29 Mai 2017

Hydrologie spatiale : déluge de données en vue

Une équipe internationale vient de publier la 1ère base de données cartographiant les zones humides de notre planète et leur dynamique temporelle entre 1993 et 2007 à la résolution inédite de 90 m. Elle sera étendue jusqu'à 2017 afin de se préparer au déluge de données de SWOT, un satellite qui révolutionnera l’hydrologie continentale.

L'hydrologie spatiale a de beaux jours devant elle. Le satellite franco-américain SWOT y sera pour beaucoup. Ce satellite dont le lancement est prévu en 2021 observera à la fois l'étendue spatiale, la hauteur et la pente des fleuves. Autrement dit, il sera capable de voir les fleuves en 3D ! « SWOT permettra de mesurer les variations de stock d’eau et de débit de fleuves à des échelles mensuelles, saisonnières et annuelles. Ces informations amélioreront de manière radicale des modèles hydrodynamiques fluviaux » souligne Selma Cherchali, responsable du programme ''surfaces continentales'' au CNES.

Pour exploiter au mieux le déluge de données annoncé (près d'un tera octets de données tous les jours), la communauté scientifique se prépare. En avril 2017, une pierre a été posée avec la publication de GIEMS-D3, la 1ère base de données qui cartographie, à l'échelle planétaire et avec une résolution au sol de 90 m, les zones humides et leur dynamique temporelle entre 1993 et 2007. En 2013, le programme TOSCA du CNES avait soutenu les premiers travaux permettant la désagrégation des données GIEMS aux résolutions hectométriques et ce dans le cadre des travaux préparatoires à la mission SWOT.

Illustration SWOT

Vue d'artiste de SWOT. Crédits : CNES.

Carte risques d'inondationq

Probabilités d’inondation estimées par GIEMS-D3 pour l’ensemble du globe avec des zooms sur certains fleuves et zones humides. Crédits : Aires et al. 2017.

Des données multi-satellites

GIEMS-D3 intègre les informations provenant d'une dizaine de satellites équipés d'instruments utilisant différentes fréquences du rayonnement électromagnétique : micro-ondes passives et actives, visible et infrarouge. « Les données micro-ondes passives issus des radiomètres sont au coeur de la base de données. Ce rayonnement détecte l'eau sous la végétation contrairement aux instruments optiques de type Landsat. Cette aptitude est essentielle pour suivre des bassins comme l'Amazone ou le Gange-Brahmapoure. SWOT en sera aussi capable » souligne Filipe Aires, directeur de recherche au LERMA et premier auteur de ce travail publié dans Journal of Hydrometeorology.

= Informations affichées =
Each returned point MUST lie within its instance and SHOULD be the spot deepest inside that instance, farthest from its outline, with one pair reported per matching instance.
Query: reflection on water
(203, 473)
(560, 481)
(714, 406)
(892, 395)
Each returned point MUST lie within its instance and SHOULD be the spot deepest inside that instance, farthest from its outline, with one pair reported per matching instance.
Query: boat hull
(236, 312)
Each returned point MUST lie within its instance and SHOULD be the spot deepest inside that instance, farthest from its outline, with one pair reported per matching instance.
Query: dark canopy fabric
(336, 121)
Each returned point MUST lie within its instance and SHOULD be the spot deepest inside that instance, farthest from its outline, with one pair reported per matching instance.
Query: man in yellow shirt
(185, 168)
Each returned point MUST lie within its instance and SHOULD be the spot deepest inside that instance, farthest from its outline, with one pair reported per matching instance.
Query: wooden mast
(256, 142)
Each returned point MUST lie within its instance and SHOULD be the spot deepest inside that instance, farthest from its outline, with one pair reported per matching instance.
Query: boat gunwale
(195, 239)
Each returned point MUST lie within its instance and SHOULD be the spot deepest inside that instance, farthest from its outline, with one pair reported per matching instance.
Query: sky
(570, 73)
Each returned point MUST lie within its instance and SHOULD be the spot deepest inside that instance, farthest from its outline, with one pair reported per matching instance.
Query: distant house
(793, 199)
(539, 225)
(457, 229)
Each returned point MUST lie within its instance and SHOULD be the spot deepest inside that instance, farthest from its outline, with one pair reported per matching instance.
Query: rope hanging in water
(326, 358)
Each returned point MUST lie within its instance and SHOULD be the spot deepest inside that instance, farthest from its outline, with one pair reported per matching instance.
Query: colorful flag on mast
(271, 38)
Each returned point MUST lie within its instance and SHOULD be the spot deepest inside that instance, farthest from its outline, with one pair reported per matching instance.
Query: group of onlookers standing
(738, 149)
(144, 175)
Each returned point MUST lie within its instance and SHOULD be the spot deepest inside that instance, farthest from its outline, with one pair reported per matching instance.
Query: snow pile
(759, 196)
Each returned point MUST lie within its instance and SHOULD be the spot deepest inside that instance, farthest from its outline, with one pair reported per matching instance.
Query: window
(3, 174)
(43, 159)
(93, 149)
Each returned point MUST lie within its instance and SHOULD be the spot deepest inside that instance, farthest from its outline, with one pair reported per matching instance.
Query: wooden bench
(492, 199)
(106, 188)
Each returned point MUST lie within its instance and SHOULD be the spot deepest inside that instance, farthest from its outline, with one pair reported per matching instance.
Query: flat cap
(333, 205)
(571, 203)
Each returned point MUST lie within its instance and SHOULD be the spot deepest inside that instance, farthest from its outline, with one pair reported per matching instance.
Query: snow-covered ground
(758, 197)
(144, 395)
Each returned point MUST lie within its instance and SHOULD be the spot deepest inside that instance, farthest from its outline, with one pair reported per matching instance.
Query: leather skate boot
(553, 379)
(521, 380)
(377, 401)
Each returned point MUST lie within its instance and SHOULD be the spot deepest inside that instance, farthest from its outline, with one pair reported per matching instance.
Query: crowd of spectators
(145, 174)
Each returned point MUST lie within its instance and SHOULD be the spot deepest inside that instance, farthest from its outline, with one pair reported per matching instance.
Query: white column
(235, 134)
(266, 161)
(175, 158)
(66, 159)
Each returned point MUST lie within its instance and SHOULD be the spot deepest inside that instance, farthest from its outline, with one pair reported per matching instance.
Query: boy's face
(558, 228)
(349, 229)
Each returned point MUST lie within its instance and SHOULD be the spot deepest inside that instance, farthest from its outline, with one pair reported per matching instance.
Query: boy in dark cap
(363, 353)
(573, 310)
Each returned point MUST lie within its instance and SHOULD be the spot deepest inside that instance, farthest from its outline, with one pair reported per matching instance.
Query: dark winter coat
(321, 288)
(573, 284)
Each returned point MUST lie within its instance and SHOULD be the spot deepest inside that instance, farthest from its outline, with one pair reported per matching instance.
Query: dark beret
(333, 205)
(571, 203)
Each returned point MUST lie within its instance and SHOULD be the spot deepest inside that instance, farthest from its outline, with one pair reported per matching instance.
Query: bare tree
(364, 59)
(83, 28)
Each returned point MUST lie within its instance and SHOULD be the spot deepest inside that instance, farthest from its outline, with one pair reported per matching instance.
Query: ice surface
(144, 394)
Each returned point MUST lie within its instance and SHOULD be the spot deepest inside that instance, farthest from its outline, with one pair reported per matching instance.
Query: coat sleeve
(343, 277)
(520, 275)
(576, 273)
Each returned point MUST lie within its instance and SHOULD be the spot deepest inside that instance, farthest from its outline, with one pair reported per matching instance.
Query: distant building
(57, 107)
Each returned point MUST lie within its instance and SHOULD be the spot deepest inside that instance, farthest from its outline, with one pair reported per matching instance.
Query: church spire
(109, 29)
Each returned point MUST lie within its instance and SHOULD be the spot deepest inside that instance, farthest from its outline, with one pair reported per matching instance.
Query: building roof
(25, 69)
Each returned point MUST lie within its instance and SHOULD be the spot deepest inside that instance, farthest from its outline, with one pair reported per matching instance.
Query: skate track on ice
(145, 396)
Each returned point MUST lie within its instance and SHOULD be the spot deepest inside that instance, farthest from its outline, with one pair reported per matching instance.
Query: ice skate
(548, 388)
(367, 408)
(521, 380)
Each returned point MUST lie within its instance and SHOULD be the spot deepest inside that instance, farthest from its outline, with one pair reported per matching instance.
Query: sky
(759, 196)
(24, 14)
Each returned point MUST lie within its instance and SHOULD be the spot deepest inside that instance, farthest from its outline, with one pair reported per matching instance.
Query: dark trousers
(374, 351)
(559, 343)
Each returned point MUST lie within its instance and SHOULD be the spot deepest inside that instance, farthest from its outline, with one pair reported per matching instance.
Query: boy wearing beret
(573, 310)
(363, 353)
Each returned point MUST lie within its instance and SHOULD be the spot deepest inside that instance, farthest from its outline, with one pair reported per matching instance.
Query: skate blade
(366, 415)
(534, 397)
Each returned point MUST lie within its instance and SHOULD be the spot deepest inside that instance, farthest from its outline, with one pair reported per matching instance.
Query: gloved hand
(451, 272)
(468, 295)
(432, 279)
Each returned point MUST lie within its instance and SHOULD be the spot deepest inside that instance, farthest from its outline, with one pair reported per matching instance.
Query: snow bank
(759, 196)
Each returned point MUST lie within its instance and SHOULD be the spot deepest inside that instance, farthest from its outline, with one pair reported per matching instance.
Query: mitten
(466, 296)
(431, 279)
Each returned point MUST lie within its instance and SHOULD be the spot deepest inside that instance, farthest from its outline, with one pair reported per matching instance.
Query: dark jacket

= Le problème =
Pour chacune des affirmations 1., 2. et 3., indiquez si elle concorde avec le texte sur l'hydrologie spatiale, en répondant par oui ou non et en citant les mots du texte qui tranchent.
1. Le lancement du satellite SWOT est prévu en 2021.
2. La base GIEMS-D3 décrit les zones humides entre 1993 et 2010.
3. Les instruments optiques de type Landsat détectent l'eau sous la végétation.

= Résultat =
1. Oui : « Ce satellite dont le lancement est prévu en 2021 »
2. Non : « entre 1993 et 2007 »
3. Non : « Ce rayonnement détecte l'eau sous la végétation contrairement aux instruments optiques de type Landsat. »